***** Text excerpt

Interactive Investor

Stockwatch: Neil Woodford backs this promising tuck-away

17th April 2015 09:32

Edmond Jackson from interactive investor

Is this recently-floated, circa £100 million acquisition vehicle Non-Standard Finance (NSF) "the next Provident Financial"? The prize in non-standard consumer lending is substantial: Provident has evolved into a £4.3 billion FTSE 250 company with strong earnings and dividend growth (see table) despite the recessionary years, explaining its low-volatile five-year chart.

Reasons include British addiction to debt as a means to achieve the consumer lifestyle, with many people shunned by banks. This has followed banks' de-risking after the 2008 financial crisis, but also societal changes: an estimated 12 million people don't meet mainstream credit criteria because their incomes are too low, they are self-employed with variable income, their credit is impaired by way of Court judgments, or they are recent immigrants.

**********
***** Extracted records

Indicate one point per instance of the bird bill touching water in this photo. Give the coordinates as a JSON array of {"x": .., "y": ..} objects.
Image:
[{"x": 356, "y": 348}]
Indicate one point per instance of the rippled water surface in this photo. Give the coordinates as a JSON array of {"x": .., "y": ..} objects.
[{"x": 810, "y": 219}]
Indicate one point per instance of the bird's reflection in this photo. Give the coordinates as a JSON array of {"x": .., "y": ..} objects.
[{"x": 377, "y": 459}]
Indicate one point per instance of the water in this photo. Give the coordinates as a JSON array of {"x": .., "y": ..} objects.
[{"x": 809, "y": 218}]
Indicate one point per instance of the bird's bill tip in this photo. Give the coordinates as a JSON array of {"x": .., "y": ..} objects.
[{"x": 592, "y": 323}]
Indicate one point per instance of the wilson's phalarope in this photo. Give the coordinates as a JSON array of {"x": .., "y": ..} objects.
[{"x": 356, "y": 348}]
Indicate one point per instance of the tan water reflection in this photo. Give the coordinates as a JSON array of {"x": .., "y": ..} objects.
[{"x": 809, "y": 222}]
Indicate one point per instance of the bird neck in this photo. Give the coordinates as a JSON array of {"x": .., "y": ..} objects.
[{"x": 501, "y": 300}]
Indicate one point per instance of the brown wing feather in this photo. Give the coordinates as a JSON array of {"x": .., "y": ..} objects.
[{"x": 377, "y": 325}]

**********

# Jobs
1. Reproduce the Stockwatch article on Non-Standard Finance in full, word for word.
2. Convert the listing into a JSON list of strings with one string per line and blank lines omitted. Begin at the line in the listing that contains "Indicate one point per instance of the brown", and continue through the listing's final line.
The article and the listing have no connection to each other.

# Task answers
1.
Interactive Investor

Stockwatch: Neil Woodford backs this promising tuck-away

17th April 2015 09:32

Edmond Jackson from interactive investor

Is this recently-floated, circa £100 million acquisition vehicle Non-Standard Finance (NSF) "the next Provident Financial"? The prize in non-standard consumer lending is substantial: Provident has evolved into a £4.3 billion FTSE 250 company with strong earnings and dividend growth (see table) despite the recessionary years, explaining its low-volatile five-year chart.

Reasons include British addiction to debt as a means to achieve the consumer lifestyle, with many people shunned by banks. This has followed banks' de-risking after the 2008 financial crisis, but also societal changes: an estimated 12 million people don't meet mainstream credit criteria because their incomes are too low, they are self-employed with variable income, their credit is impaired by way of Court judgments, or they are recent immigrants.

2.
[
  "Indicate one point per instance of the brown wing feather in this photo. Give the coordinates as a JSON array of {\"x\": .., \"y\": ..} objects.",
  "[{\"x\": 377, \"y\": 325}]"
]